● **Goal**
Please convert the entries into a numbered list with blank lines left out, starting at the first line of the recorded data and ending at the line that contains "[[102, 186]]".

(Recorded data)
+ + + +

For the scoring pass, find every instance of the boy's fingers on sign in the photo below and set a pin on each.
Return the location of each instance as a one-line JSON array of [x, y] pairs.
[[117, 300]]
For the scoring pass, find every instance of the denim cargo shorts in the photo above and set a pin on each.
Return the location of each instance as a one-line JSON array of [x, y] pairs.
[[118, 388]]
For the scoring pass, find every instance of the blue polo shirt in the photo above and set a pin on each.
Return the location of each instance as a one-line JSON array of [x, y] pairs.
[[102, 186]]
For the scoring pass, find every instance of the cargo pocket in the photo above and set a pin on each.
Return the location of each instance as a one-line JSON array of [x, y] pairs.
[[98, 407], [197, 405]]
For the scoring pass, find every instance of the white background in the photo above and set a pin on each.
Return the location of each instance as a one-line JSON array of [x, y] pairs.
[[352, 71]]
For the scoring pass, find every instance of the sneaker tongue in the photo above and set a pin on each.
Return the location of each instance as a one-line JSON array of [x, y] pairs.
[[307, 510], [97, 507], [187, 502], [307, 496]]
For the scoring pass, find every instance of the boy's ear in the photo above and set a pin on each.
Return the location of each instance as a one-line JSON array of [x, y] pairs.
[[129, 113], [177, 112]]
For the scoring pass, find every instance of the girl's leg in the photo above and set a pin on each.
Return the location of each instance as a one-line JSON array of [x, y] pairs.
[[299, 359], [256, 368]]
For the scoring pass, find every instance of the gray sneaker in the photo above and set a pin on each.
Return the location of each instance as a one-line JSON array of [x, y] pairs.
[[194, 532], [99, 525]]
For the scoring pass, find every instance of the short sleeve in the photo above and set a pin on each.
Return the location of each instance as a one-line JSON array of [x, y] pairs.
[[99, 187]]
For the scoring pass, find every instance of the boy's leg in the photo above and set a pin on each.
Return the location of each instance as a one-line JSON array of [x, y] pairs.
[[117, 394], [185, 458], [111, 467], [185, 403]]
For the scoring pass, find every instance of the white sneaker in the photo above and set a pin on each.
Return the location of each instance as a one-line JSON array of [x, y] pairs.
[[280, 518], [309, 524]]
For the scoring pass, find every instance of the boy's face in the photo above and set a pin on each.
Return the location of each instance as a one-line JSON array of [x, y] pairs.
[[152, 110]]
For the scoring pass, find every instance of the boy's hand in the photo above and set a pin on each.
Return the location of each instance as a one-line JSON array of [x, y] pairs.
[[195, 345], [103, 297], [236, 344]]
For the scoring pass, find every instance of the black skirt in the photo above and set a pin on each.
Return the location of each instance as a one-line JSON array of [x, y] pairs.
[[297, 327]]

+ + + +

● **Full answer**
1. For the scoring pass, find every instance of the boy's fingers on sign in the photo below and set a pin on each.
2. Return the location of each instance as a one-line JSON array of [x, y] pairs.
3. [[117, 300]]
4. For the scoring pass, find every instance of the denim cargo shorts in the photo above and set a pin on each.
5. Return the location of each instance as a one-line JSON array of [x, y] pairs.
6. [[118, 388]]
7. For the scoring pass, find every instance of the blue polo shirt in the photo above and set a pin on each.
8. Return the location of each instance as a one-line JSON array of [x, y] pairs.
9. [[102, 186]]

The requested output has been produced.